[Available data]

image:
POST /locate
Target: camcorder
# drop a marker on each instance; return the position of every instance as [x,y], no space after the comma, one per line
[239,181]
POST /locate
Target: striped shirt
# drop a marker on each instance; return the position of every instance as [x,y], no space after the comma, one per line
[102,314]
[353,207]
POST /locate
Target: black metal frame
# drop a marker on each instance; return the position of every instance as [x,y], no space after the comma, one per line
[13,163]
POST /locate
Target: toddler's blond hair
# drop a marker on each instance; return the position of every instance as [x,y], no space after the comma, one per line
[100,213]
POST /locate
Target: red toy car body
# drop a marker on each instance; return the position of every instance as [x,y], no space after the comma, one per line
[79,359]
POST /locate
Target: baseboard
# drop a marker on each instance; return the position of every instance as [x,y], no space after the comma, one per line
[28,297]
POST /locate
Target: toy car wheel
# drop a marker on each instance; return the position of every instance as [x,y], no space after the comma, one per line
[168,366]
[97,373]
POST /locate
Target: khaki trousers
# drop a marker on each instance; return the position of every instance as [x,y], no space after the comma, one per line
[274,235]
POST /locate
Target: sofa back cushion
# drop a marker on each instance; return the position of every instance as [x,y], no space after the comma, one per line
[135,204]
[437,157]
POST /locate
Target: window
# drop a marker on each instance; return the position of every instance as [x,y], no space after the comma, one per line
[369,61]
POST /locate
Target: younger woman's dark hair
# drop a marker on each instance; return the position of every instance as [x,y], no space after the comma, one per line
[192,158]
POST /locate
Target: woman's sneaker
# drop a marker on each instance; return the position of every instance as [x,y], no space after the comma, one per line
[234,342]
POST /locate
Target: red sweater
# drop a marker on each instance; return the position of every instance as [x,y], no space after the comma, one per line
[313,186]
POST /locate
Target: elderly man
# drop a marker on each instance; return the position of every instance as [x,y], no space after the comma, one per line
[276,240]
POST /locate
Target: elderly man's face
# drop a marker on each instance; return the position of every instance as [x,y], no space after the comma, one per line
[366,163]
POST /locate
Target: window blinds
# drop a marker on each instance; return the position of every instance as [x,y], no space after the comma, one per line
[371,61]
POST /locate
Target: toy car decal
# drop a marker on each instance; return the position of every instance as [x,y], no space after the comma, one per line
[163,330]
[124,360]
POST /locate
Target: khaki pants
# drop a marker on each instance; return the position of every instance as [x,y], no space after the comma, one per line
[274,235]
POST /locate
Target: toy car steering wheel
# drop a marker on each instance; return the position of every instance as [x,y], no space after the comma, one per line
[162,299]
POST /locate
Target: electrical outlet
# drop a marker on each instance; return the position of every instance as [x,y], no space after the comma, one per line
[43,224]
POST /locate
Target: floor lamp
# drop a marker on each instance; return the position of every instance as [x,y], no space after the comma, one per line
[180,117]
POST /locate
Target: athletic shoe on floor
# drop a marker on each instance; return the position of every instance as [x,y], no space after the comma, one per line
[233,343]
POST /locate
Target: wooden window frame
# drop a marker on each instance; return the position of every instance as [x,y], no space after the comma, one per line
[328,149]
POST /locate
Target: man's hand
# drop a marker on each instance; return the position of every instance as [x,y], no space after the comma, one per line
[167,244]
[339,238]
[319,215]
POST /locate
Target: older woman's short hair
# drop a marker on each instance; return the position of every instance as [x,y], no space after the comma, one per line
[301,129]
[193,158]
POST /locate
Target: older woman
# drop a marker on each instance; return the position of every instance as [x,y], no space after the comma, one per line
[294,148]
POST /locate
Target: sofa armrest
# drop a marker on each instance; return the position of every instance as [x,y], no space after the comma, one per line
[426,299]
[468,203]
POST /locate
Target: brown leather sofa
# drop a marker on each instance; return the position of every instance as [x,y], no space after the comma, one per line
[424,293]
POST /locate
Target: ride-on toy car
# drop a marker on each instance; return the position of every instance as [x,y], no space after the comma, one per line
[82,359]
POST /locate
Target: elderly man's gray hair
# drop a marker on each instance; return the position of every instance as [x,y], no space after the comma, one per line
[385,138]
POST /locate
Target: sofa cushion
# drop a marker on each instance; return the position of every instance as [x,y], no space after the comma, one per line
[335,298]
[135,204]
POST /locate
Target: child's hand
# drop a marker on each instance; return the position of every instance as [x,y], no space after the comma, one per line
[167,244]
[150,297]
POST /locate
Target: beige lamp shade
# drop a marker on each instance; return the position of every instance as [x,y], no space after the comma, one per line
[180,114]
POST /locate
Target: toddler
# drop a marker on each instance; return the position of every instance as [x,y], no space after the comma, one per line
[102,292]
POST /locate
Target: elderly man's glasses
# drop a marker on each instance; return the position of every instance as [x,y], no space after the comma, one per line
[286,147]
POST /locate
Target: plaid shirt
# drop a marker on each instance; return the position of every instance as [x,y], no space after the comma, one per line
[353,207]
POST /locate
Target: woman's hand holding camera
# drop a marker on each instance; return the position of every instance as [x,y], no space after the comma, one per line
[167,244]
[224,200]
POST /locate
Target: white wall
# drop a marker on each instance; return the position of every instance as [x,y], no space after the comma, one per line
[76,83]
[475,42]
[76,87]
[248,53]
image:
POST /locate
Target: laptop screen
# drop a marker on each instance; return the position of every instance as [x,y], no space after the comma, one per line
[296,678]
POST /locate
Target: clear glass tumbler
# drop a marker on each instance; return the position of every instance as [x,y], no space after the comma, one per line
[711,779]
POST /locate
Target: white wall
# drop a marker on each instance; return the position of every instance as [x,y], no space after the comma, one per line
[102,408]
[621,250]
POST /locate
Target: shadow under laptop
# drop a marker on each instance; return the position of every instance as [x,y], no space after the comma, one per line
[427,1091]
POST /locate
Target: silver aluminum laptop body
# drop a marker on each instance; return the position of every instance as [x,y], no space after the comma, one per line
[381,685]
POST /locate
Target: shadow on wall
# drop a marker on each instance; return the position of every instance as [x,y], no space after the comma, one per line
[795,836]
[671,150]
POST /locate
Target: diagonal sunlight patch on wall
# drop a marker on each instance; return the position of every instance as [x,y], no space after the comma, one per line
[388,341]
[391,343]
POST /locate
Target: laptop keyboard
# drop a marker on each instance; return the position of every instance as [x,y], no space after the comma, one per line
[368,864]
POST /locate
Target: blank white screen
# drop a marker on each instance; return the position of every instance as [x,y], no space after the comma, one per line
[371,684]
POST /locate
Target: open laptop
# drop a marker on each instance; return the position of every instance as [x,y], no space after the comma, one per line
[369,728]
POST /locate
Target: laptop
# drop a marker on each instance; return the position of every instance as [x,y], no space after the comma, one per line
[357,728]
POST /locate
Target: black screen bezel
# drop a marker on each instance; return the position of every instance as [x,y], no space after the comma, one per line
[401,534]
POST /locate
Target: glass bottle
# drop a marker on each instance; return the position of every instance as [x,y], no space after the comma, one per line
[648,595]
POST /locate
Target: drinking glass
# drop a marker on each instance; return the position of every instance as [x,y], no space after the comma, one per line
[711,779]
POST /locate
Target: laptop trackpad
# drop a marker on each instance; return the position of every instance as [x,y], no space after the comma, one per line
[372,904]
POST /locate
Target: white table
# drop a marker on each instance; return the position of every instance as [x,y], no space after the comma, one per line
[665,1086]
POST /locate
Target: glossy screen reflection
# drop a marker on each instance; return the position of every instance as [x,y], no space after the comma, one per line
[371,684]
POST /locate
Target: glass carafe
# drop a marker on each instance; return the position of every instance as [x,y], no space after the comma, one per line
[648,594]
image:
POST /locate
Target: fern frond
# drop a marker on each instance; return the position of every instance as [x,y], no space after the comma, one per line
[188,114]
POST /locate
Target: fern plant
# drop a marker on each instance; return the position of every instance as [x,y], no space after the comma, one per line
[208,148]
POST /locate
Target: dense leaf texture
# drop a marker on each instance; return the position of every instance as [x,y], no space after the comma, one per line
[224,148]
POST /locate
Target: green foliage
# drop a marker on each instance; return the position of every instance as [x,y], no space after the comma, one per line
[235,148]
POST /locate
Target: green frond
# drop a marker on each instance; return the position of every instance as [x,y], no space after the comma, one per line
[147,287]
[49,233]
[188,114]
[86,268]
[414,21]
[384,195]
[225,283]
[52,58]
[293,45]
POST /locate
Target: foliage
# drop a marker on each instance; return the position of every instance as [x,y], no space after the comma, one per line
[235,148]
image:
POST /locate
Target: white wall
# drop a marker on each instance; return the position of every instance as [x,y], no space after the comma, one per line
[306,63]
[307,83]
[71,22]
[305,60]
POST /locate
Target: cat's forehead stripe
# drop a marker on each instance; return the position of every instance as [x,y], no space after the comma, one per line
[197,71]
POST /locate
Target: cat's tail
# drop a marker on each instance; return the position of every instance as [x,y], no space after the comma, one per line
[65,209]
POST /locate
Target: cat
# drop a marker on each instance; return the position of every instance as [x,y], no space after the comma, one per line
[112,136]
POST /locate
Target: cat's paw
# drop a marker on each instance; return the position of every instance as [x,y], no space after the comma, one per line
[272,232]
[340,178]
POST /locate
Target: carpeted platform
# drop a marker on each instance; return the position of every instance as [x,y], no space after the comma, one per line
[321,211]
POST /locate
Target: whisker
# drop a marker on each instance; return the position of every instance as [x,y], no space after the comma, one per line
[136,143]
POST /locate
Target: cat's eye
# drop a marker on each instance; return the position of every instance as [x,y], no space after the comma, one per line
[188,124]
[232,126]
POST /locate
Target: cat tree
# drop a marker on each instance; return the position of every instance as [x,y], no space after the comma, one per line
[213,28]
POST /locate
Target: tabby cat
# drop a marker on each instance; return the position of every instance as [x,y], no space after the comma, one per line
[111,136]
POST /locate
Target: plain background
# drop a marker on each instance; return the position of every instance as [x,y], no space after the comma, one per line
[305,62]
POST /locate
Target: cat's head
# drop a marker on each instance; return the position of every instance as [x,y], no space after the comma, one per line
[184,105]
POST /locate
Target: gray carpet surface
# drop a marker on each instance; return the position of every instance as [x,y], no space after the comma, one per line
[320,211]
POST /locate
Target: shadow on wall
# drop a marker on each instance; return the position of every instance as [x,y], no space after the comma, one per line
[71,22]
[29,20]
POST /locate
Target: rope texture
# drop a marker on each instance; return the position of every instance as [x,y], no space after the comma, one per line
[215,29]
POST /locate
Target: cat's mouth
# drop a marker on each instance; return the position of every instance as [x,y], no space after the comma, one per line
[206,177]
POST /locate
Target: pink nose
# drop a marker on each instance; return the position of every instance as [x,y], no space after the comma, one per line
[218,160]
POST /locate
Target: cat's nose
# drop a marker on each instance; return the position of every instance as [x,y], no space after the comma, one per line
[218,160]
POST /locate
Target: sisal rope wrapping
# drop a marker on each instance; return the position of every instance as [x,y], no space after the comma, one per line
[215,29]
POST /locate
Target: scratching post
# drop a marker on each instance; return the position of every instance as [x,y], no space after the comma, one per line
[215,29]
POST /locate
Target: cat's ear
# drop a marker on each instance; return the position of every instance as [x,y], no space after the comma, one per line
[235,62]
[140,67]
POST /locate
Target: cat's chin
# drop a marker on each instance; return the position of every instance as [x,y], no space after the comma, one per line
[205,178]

[What the exercise asks] Lines above that contain the string "wheel" make up the answer.

[Exercise response]
Target: toy car wheel
Target: toy car steering wheel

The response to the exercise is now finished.